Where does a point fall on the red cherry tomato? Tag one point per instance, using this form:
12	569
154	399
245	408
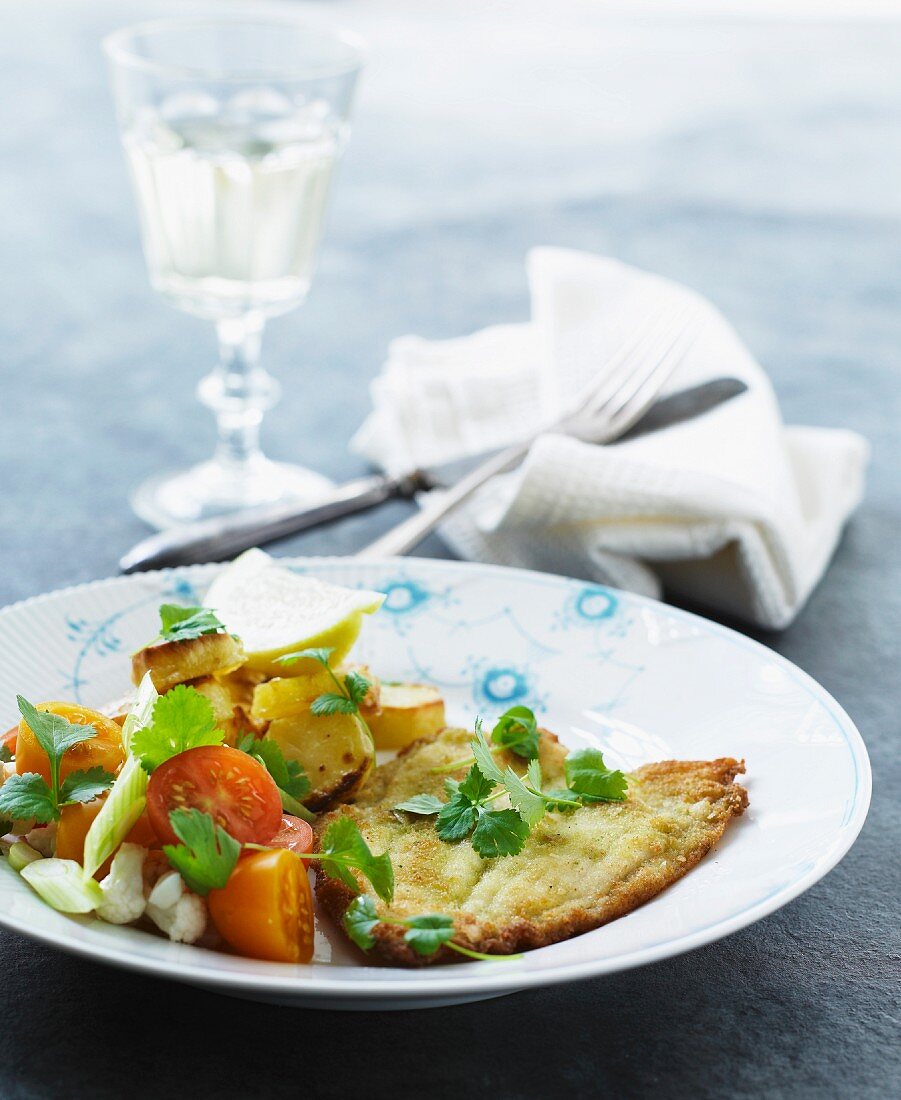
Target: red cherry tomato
295	835
228	784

______

What to work on:
If an entry holds a picture, skip the picture and print the rest of the data exactly.

Task output:
Where does a point fall on the red cherry tomato? Tag one point per instance, using this form:
12	569
154	399
245	408
Target: red cherry tomato
295	835
228	784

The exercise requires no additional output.